__Extrait du texte__:
Survie

EDITO Abidjan : le tournant ?

(mis en ligne le 1er décembre 2004)

L’enchaînement complexe des faits, dont certains non élucidés, et le déchaînement des passions depuis plus de deux ans en Côte d’Ivoire obligent à lire les événements récents dans ce pays sur plusieurs registres, qui sonnent chacun le glas de la Françafrique.

Du côté des acteurs ivoiriens (au sens non ivoiritaire du terme), les jeux politiques sont portés à l’incandescence. Les objectifs sont le plus souvent très basiques : le pouvoir, donc le contrôle de l’armée, des médias et des urnes ; l’argent, donc les terres, les rentes du cacao, du coton et de l’aide internationale, les taxes ou rackets sur les transports, etc. L’intensité très humaine de ces rivalités rend la vie politique ivoirienne de moins en moins contrôlable de l’extérieur. Mais en même temps les armes brandies, notamment l’exclusion des “non-Ivoiriens”, remettent en question le cadre fragile et très récent de ce pays : les frontières arbitraires issues de la colonisation.

L’intensité des conflits internes n’a jamais fait autant parler de la Côte d’Ivoire, mais leur exacerbation suscitera forcément une intervention croissante des pays de la région, qui ne pourront pas accepter que leurs originaires, ressortissants ou transfrontaliers fassent les frais d’une construction plus nationaliste que nationale.

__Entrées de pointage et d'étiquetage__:
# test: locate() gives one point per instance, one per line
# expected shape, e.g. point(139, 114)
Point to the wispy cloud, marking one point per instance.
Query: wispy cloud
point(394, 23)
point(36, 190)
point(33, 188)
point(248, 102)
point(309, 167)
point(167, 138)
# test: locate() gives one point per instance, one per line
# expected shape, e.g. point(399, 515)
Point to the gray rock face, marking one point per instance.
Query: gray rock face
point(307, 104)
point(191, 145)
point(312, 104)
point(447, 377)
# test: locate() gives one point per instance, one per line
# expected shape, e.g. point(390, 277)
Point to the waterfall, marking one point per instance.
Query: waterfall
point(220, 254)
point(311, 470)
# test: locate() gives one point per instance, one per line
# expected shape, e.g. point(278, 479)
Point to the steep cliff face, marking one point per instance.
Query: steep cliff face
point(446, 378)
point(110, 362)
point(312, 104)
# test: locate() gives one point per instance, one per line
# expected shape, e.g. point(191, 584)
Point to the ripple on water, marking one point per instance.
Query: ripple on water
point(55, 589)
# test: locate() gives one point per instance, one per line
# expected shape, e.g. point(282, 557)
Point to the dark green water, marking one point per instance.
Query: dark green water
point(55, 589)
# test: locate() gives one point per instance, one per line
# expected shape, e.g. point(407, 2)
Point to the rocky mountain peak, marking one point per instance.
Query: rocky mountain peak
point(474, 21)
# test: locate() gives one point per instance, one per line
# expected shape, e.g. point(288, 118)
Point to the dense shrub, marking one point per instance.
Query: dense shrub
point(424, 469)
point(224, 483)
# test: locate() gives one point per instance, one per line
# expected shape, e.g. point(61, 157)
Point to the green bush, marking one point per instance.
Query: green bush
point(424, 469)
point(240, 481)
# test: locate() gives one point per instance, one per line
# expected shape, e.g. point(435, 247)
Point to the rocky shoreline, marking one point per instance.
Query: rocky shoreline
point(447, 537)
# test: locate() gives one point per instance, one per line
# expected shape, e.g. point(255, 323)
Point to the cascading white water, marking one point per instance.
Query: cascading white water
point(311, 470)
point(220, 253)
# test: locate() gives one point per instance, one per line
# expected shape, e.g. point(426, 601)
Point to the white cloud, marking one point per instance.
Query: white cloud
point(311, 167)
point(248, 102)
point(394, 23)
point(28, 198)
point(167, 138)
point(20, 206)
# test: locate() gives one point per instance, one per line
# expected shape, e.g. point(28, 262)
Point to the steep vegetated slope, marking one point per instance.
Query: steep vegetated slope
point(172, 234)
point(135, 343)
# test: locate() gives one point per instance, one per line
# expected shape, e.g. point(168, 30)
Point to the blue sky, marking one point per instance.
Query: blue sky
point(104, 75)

__Consigne__: Prolongez l'éditorial sur la crise en Côte d'Ivoire au-delà de sa dernière phrase.

__Réponse__:
C’est un fait : Foccart et Houphouët ont défait le projet d’unité africaine des pères de l’indépendance, et les ex-colonies françaises ont une histoire quadragénaire. Les peuples pluriels assemblés dans ces États peuvent se servir de tels cadres pour y faire progresser la participation politique et l’esprit public. Mais l’échec est garanti, avec à la clef des guerres interminables, s’il s’agit seulement d’imposer l’hégémonie d’une partie « authentiquement autochtone » du peuple. Quelle régression ce serait, alors que tant d’Africains se remettent à espérer en les bienfaits solidaires de l’Union africaine, en pleine édification !

L’autre registre, c’est celui de la Françafrique, dont le régime d’Houphouët fut un concentré, aux méfaits un temps anesthésiés par le “beurre” du cacao. Tandis que les Ivoiriens se coltinent les effets-retard (rivalité des dauphins, mépris des électeurs considérés comme du « bétail », ruine des finances, monopoles étrangers, corruption enracinée, etc.), la Françafrique et son parrain de trente ans, Jacques Chirac, s’accrochent au fleuron de la couronne néocoloniale.

Du coup, leur politique est non seulement contestable, mais illisible. Après que le consortium françafricain de Ouaga (cf. Billets n° 114 et 115), déstabilisateur de l’Ouest africain (notamment le Liberia voisin), a favorisé le coup d’État de 2002, les rébellions du Nord et de l’Ouest, Paris a joué les pompiers avec un programme civique et démocratique apparemment rassurant : la rébellion était empêchée de renverser le pouvoir en place, ce dernier était requis de bâtir une citoyenneté non discriminatoire.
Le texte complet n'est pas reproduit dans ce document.